## Teks Bacaan

----------

TEMPO.CO , Jakarta:National Society for the Prevention of Cruelty to Child, organisasi sosial untuk perlindungan anak dan remaja di Inggris mendapati peningkatan jumlah pelaku sexting hingga 28 persen dari total anak dan remaja yang memiliki ponsel dengan koneksi internet. Para pelaku, menurut penelitian mereka, menganggap sexting sebagai hal yang lumrah dalam berpacaran.
University of Texas Medical Branch di Galveston, Texas, melansir penelitian selama enam tahun berturut-turut terhadap seribu anak dan remaja. Hasilnya, pada 2012, satu dari empat remaja pernah melakukan sexting.
“Sexting menjadi satu pintu awal bagi remaja untuk ke tahap selanjutnya, hubungan seksual,” ujar Hye Jeong Choi, peneliti Sexting di University of Texas Medical Branch, seperti dikutip situs berita The Washington Post, bulan lalu.
Bob Lotter, pencipta piranti lunak pencegah konten porno di telepon seluler, merangkum beberapa modus transfer gambar dalam kegiatan sexting.
“Umumnya diawali permintaan satu pihak, biasanya laki-laki, dengan cara mengirimkan gambar telanjang mereka terlebih dulu,” katanya seperti yang dikutip dari situs berita Inggris, Telegraph.

----------

## Tugas yang Diberikan 1
Salin kembali bagian teks tentang sexting pada remaja, semuanya mulai dari "Bob Lotter, pencipta" turun hingga "berita Inggris, Telegraph.", lalu tukar "telepon seluler" dengan "ponsel".
## Tugas yang Diberikan 2
Lanjutkan teks tentang sexting di kalangan remaja dari kalimat terakhirnya.
Catatan berikut tidak berkaitan dengan teks bacaan tentang sexting.

## Informasi yang Disediakan
----------

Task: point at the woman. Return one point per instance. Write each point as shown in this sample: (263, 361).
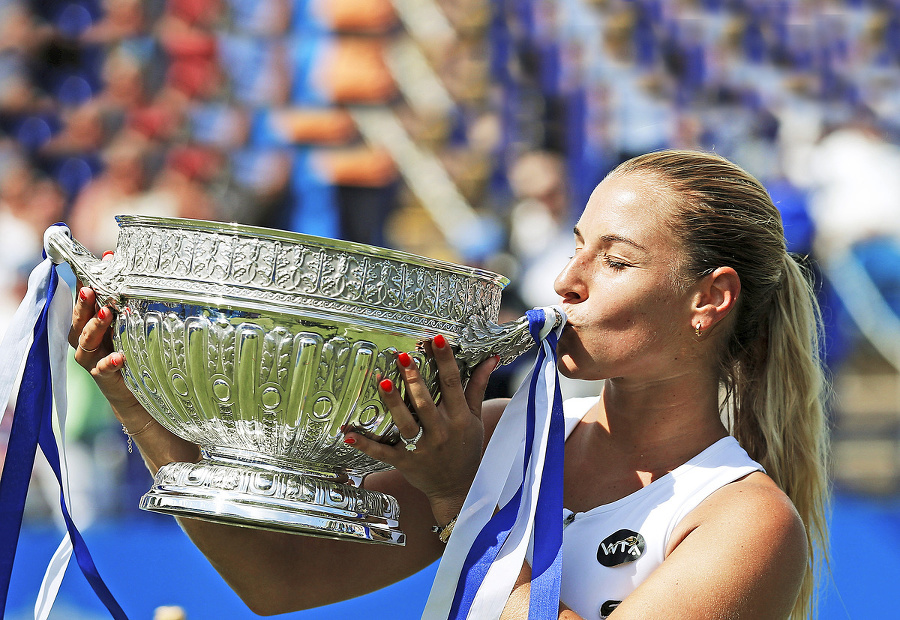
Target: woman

----------

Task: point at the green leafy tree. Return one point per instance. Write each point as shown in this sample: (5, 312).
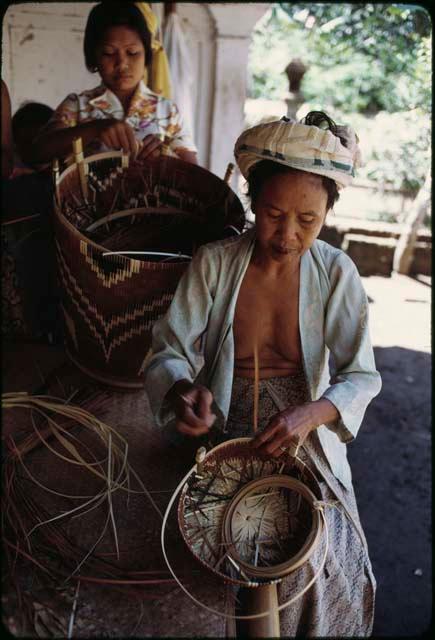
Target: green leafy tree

----------

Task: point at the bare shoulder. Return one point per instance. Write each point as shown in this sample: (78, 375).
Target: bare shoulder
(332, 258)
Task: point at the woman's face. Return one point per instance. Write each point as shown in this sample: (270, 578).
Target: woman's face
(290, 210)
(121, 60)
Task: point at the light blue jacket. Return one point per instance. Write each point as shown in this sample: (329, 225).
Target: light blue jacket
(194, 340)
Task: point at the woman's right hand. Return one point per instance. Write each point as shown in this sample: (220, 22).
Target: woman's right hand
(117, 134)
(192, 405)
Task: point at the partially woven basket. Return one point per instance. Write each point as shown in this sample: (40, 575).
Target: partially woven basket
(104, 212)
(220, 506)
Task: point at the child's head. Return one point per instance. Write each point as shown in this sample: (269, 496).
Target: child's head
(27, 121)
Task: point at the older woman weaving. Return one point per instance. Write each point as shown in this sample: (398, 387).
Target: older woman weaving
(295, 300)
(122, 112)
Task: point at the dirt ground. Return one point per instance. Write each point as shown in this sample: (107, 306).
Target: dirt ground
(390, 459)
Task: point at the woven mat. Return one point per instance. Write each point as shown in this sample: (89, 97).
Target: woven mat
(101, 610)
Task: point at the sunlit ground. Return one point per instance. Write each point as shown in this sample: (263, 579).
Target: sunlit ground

----------

## Jawaban yang Diharapkan 1
Bob Lotter, pencipta piranti lunak pencegah konten porno di ponsel, merangkum beberapa modus transfer gambar dalam kegiatan sexting.
“Umumnya diawali permintaan satu pihak, biasanya laki-laki, dengan cara mengirimkan gambar telanjang mereka terlebih dulu,” katanya seperti yang dikutip dari situs berita Inggris, Telegraph.

## Jawaban yang Diharapkan 2
Banyak perempuan, bahkan yang seumur hidup belum pernah selfie telanjang, terpancing.
“Satu gambar yang terkirim akan menjadi pintu untuk permintaan foto-foto selanjutnya,” kata Lotter. Celakanya, NSPCC mendapati kecenderungan peningkatan kasus bunuh diri remaja perempuan akibat depresi usai foto vulgar mereka tersebar.
"Tapi orang tua tidak perlu panik," kata Professor Jeff Temple, psikolog dari University of Texas Medical Branch. Marah, lalu mencabut akses ponsel dan internet bukan solusi. Jika mendapati anaknya terlibat sexting, dia melanjutkan, orang tua justru mendapat momen untuk menjelaskan cara berpacaran yang sehat dan mencegah hubungan seksual pranikah.